◆ Aim
Filter the records that follow and copy every line that contains the string "below". The match is case-sensitive.

◆ Provided information

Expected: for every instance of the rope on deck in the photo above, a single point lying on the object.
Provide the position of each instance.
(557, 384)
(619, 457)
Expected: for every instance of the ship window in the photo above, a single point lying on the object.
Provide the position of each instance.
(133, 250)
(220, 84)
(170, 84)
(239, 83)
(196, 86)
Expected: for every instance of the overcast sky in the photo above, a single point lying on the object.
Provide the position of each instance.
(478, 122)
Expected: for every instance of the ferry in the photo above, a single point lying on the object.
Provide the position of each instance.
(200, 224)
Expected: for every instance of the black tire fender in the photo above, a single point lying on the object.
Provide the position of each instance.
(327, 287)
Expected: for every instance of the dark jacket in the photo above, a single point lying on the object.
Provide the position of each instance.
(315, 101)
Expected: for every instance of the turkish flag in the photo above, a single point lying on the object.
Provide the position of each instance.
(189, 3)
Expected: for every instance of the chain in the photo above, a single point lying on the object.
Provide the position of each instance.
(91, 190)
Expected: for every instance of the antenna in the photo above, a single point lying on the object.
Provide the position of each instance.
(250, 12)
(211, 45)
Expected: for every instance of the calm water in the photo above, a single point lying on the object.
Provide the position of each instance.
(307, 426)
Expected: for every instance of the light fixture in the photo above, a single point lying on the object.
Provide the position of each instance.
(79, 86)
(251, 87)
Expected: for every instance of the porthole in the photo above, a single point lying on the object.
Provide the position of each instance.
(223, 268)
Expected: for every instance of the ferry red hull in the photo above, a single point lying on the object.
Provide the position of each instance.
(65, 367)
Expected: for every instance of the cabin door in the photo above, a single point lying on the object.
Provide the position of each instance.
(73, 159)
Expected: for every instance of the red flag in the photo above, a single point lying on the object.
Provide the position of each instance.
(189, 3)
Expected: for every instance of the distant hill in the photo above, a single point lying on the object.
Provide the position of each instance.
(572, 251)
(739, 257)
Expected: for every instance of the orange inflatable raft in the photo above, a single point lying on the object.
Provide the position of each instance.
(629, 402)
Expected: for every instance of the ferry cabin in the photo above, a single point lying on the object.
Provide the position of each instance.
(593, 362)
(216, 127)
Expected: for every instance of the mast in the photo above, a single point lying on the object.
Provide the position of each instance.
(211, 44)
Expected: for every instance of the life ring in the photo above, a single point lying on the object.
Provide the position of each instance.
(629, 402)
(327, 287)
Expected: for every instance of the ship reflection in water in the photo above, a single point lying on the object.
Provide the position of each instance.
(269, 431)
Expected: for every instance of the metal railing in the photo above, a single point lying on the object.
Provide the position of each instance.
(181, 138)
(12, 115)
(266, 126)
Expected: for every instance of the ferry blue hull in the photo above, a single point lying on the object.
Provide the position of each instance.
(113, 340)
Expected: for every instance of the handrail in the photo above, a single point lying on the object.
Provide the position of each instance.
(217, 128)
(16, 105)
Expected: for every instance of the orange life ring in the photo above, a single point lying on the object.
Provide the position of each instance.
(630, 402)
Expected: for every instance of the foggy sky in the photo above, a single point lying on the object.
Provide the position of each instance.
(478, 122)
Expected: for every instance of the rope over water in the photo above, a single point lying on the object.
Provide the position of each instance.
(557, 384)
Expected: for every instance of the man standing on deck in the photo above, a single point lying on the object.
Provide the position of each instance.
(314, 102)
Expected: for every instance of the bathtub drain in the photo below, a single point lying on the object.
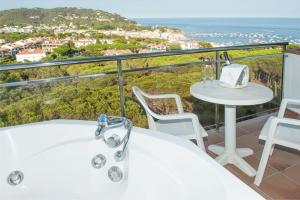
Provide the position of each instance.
(15, 178)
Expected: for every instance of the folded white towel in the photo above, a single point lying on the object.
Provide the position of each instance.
(234, 76)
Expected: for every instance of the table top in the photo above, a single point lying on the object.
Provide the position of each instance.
(212, 91)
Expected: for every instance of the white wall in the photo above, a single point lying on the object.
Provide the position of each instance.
(291, 79)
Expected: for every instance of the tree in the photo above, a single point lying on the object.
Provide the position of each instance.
(66, 49)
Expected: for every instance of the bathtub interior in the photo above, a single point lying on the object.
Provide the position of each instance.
(55, 158)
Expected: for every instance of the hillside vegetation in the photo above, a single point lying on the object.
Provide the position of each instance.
(87, 98)
(79, 17)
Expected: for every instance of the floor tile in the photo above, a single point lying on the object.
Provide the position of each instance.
(279, 186)
(293, 173)
(250, 141)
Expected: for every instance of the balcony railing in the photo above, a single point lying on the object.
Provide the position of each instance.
(215, 65)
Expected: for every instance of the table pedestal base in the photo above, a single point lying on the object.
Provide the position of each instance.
(230, 154)
(235, 158)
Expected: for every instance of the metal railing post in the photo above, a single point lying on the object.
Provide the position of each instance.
(282, 72)
(217, 109)
(121, 87)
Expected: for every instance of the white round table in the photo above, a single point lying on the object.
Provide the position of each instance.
(253, 94)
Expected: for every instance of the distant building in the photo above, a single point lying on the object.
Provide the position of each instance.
(157, 47)
(145, 51)
(187, 44)
(31, 55)
(84, 42)
(112, 52)
(49, 45)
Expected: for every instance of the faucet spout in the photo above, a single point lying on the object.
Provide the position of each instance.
(104, 123)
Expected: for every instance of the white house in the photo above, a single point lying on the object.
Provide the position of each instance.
(31, 55)
(189, 44)
(84, 42)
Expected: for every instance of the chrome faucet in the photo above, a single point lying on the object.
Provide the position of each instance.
(105, 123)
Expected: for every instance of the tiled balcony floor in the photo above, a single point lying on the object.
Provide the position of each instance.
(282, 175)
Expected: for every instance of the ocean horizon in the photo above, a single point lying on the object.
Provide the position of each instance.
(233, 30)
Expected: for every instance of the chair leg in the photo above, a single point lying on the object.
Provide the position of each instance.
(200, 142)
(272, 149)
(263, 163)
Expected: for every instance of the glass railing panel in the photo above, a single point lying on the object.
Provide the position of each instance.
(174, 80)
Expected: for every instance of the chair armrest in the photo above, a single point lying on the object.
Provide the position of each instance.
(166, 96)
(196, 125)
(289, 121)
(276, 121)
(284, 104)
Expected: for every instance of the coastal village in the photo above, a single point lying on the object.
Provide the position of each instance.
(34, 49)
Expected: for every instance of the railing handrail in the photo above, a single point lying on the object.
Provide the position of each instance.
(99, 74)
(132, 56)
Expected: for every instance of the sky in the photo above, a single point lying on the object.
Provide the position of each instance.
(173, 8)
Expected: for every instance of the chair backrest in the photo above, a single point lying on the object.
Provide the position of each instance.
(150, 114)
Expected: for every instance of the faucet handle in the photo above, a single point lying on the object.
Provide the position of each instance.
(103, 118)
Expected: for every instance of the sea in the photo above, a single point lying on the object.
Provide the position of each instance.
(233, 31)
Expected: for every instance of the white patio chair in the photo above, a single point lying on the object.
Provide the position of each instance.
(185, 125)
(281, 131)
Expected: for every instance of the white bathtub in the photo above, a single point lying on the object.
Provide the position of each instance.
(55, 158)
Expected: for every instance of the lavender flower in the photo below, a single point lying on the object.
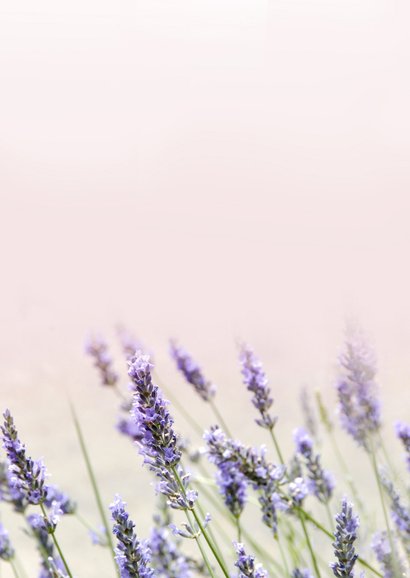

◆ Task solution
Expected: for every instance of the bathtub drain in the photo below, a single point lying on the object.
Expected: for every instance of the lavender flower in the photo below, a single point lying on the object.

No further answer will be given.